Decide whether each statement below agrees with the VaultSpeed orchestrator page, answering yes or no and quoting the words of the page that settle it.
1. The pre-set orchestrator deploys a pre-configured VaultSpeed project into a Snowflake database.
2. The FL Flow job belongs to the Business Transformation stage.
3. MATE can be used to generate the database where the VaultSpeed data vault would be deployed.

-- TEXT PROVIDED --
********************

Skip to main content

VaultSpeed Orchestrator

TypePre-Set
Image$DATAOPS_VAULTSPEED_RUNNER_IMAGE

The pre-set VaultSpeed orchestrator deploys your pre-configured VaultSpeed project into a Snowflake database.

Prerequisites

Usage

The VaultSpeed orchestrator deploys the data vault you have designed in VaultSpeed into your database, where you can iterate on ingesting your source data and set up a schedule to execute Data Vault and Business Vault as you have set them up in your VaultSpeed project.

You can use SOLE to generate the database where your VaultSpeed data vault would be deployed. You can also use MATE to pick up after your Business Vault has been completed to build additional models and tables on top of your Business Vault, adhering at the same time to all DataOps.live principles and values.

Let's look at the code of a standard VaultSpeed pipeline as found in the DataOps Reference Project:

Configure VaultSpeed Manager:
extends:
- .agent_tag
stage: Additional Configuration
image: $DATAOPS_VAULTSPEED_RUNNER_IMAGE
script:
- /dataops
variables:
DATAOPS_VAULTSPEED_ACTION: GENERATE_CODE
DATAOPS_VAULTSPEED_GENERATION_TYPE: SNOWFLAKEDBT
DATAOPS_VAULTSPEED_PROJECT: my_vaultspeed_project_name
DATAOPS_VAULTSPEED_URL: DATAOPS_VAULT(VAULTSPEED.URL)
DATAOPS_VAULTSPEED_USER: DATAOPS_VAULT(VAULTSPEED.USER)
DATAOPS_VAULTSPEED_PASSWORD: DATAOPS_VAULT(VAULTSPEED.PASSWORD)
DATAOPS_VAULTSPEED_OUTPUT: vaultspeed/target
DATAOPS_SNOWFLAKE_ACCOUNT: DATAOPS_VAULT(SNOWFLAKE.SOLE.ACCOUNT)
DATAOPS_SNOWFLAKE_USER: DATAOPS_VAULT(SNOWFLAKE.SOLE.USERNAME)
DATAOPS_SNOWFLAKE_PASSWORD: DATAOPS_VAULT(SNOWFLAKE.SOLE.PASSWORD)
DATAOPS_SNOWFLAKE_ROLE: DATAOPS_VAULT(SNOWFLAKE.SOLE.ROLE)
DATAOPS_SNOWFLAKE_WAREHOUSE: DATAOPS_VAULT(SNOWFLAKE.SOLE.WAREHOUSE)
DATAOPS_SNOWFLAKE_DATABASE: ${DATAOPS_DATABASE} # The name of the database depends on your environment
artifacts:
paths:
- fl_flow_config.yml
- bv_flow_config.yml
- ${CI_PROJECT_DIR}/scripts
- ${CI_PROJECT_DIR}/${DATAOPS_VAULTSPEED_OUTPUT}

FL Flow:
stage: Raw Transformation
inherit:
variables: false
trigger:
strategy: depend
include:
- artifact: fl_flow_config.yml
job: Configure VaultSpeed Manager
variables:
DATAOPS_VAULTSPEED_ACTION: TRIGGER_FMC
DATAOPS_SNOWFLAKE_ACCOUNT: DATAOPS_VAULT(SNOWFLAKE.SOLE.ACCOUNT)
DATAOPS_SNOWFLAKE_USER: DATAOPS_VAULT(SNOWFLAKE.SOLE.USERNAME)
DATAOPS_SNOWFLAKE_PASSWORD: DATAOPS_VAULT(SNOWFLAKE.SOLE.PASSWORD)

BV Flow:
stage: Business Transformation
inherit:
variables: false
trigger:
strategy: depend
include:
- artifact: bv_flow_config.yml
job: Configure VaultSpeed Manager
variables:
DATAOPS_VAULTSPEED_ACTION: TRIGGER_FMC
DATAOPS_SNOWFLAKE_ACCOUNT: DATAOPS_VAULT(SNOWFLAKE.SOLE.ACCOUNT)
DATAOPS_SNOWFLAKE_USER: DATAOPS_VAULT(SNOWFLAKE.SOLE.USERNAME)
DATAOPS_SNOWFLAKE_PASSWORD: DATAOPS_VAULT(SNOWFLAKE.SOLE.PASSWORD)

********************

Records of labeled boxes

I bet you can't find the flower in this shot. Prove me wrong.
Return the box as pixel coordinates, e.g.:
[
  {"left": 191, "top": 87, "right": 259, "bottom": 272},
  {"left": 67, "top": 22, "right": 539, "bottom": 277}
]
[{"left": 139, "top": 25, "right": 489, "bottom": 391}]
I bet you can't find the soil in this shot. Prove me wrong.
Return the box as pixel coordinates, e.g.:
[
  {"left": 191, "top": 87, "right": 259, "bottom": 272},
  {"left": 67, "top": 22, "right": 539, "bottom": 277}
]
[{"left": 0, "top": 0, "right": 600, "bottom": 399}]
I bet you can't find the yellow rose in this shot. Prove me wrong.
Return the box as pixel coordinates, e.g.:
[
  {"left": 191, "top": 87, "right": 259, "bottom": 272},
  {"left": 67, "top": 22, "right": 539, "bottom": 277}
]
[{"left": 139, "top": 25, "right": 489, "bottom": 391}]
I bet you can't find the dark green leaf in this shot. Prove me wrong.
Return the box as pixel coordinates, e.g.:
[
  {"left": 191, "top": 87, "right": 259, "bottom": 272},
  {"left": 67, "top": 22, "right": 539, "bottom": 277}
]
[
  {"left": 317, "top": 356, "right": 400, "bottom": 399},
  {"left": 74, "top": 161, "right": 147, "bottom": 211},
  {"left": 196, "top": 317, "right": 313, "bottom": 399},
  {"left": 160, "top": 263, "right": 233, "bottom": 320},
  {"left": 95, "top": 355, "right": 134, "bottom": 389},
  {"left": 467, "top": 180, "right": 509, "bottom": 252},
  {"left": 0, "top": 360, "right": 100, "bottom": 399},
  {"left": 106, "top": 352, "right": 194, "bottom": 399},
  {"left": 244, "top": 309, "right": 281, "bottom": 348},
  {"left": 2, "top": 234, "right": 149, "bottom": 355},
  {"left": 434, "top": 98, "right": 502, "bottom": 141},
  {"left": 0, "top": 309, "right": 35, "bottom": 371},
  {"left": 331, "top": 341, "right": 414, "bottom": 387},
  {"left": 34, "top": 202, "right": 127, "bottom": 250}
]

********************

-- ANSWER TO THE TASK --
1. Yes: "The pre-set VaultSpeed orchestrator deploys your pre-configured VaultSpeed project into a Snowflake database."
2. No: "stage: Raw Transformation"
3. No: "You can use SOLE to generate the database where your VaultSpeed data vault would be deployed."